• **Entries shown**
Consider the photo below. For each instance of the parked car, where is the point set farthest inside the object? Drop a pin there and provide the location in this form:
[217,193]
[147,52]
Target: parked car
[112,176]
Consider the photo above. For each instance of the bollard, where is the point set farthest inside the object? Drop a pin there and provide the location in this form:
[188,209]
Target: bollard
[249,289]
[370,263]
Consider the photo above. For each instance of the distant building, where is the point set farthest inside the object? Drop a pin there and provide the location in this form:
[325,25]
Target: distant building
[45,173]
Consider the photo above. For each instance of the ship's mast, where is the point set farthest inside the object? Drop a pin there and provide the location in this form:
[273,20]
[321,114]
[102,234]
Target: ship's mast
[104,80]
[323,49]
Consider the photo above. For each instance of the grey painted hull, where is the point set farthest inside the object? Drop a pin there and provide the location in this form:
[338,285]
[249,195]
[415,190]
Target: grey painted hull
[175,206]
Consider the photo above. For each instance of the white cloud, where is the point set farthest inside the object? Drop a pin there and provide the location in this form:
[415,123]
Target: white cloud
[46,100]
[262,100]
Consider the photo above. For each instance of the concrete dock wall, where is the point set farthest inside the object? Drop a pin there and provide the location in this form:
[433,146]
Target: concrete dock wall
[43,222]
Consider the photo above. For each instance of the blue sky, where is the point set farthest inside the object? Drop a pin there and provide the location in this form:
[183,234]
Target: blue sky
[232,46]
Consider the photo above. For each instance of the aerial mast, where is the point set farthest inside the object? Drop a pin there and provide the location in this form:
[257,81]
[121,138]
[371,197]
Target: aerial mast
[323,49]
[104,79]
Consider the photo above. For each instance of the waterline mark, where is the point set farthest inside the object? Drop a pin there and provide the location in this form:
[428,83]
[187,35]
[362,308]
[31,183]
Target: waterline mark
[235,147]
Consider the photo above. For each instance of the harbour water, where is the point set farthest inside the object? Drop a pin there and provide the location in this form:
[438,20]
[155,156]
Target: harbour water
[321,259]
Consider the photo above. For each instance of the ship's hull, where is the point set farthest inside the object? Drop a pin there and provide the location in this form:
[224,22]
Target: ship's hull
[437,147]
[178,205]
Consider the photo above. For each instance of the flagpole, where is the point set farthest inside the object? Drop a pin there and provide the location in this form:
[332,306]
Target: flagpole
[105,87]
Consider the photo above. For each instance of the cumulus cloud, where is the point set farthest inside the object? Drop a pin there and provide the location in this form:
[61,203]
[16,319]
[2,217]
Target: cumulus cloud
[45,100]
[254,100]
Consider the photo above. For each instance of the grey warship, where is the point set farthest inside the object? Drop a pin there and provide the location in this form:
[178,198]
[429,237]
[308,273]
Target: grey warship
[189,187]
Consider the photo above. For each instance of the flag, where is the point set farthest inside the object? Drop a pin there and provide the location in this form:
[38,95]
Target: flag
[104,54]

• **What this task involves**
Render every line of the entries above as a JSON list of strings, with one string per line and blank lines omitted.

• **The result**
[
  "Consider the photo below. For each instance of the parked car, where is the point set farthest inside the object? Drop a pin there and provide the location in this form:",
  "[217,193]",
  "[147,52]",
  "Target: parked car",
  "[112,176]",
  "Consider the photo above. For each instance of the bollard, where is the point set farthest inside the object? Drop a pin there and provide the location in this form:",
  "[188,209]",
  "Target: bollard",
  "[249,289]",
  "[370,263]",
  "Consider the photo above. For each instance of the distant building, where is the point set farthest inside the object? Drop a pin there and provide the location in this form:",
  "[325,25]",
  "Target: distant building",
  "[45,173]",
  "Consider the photo above. For each instance of the ship's mast, where is the point set farthest inside the object? Drop a pin there and provide the location in this form:",
  "[273,20]",
  "[321,114]",
  "[102,234]",
  "Target: ship's mast",
  "[104,80]",
  "[323,49]",
  "Consider the photo above. For each instance of the grey painted hull, where is the point set farthest inside the object? Drop a pin there and provide the location in this form:",
  "[338,285]",
  "[249,195]",
  "[415,190]",
  "Target: grey painted hull",
  "[175,206]",
  "Consider the photo above. For each instance of the white cloud, where is the point set farthest inside the object? Drop a pin there and provide the location in this form:",
  "[415,123]",
  "Target: white cloud",
  "[46,100]",
  "[262,100]",
  "Consider the photo above. For each instance of the concrete dock wall, where is the point set farthest inside the object? Drop a pin there and provide the location in this form:",
  "[433,146]",
  "Target: concrete dock wall",
  "[43,222]",
  "Consider the photo above. For each instance of the blue sky, where is the point set farthest inside the object? Drop a pin there and provide the location in this form:",
  "[183,234]",
  "Target: blue sky",
  "[232,46]",
  "Consider the photo above. For each instance of the aerial mast, where is the point set farthest inside the object? Drop a pin there and provide the location in this form:",
  "[257,81]",
  "[121,138]",
  "[371,197]",
  "Target: aerial mast",
  "[323,49]",
  "[104,79]",
  "Consider the photo above. For each instance of the waterline mark, where is the point set farthest inside the object? Drop a pin there and provide the location in this form:",
  "[428,83]",
  "[187,35]",
  "[362,308]",
  "[31,183]",
  "Target: waterline mark",
  "[235,147]",
  "Consider the photo above. For each instance of the harbour water, where is the point set farthest inside the object? Drop a pin there and provide the location in this form:",
  "[438,20]",
  "[155,156]",
  "Target: harbour water",
  "[321,259]",
  "Consider the photo above. For each instance of the ship's hull, where is the point set farthest inside the object? Drop a pin there and provide the location in this form:",
  "[224,22]",
  "Target: ship's hull",
  "[437,147]",
  "[178,205]",
  "Consider the photo above. For each instance of the flagpole, where is the point set farthest inside the object? Drop a pin there and provide the location in this form:",
  "[332,306]",
  "Target: flagpole",
  "[105,87]",
  "Consider the photo above. For each instance of the cumulus cloud, where is the point set farthest inside the object? Drop a pin there and provide the location in this form:",
  "[61,203]",
  "[16,319]",
  "[2,217]",
  "Target: cumulus cloud",
  "[45,100]",
  "[254,100]",
  "Consider the photo above. For each instance of the grey warship, where is the point set farthest inside the object? Drop a pin there and provide the location in this form:",
  "[178,198]",
  "[429,237]",
  "[308,273]",
  "Target: grey warship",
  "[189,187]",
  "Consider the photo above. For each instance of the flag, where is the point set farthest inside the object? Drop a pin there and provide the location in this form:",
  "[38,95]",
  "Target: flag",
  "[104,54]"
]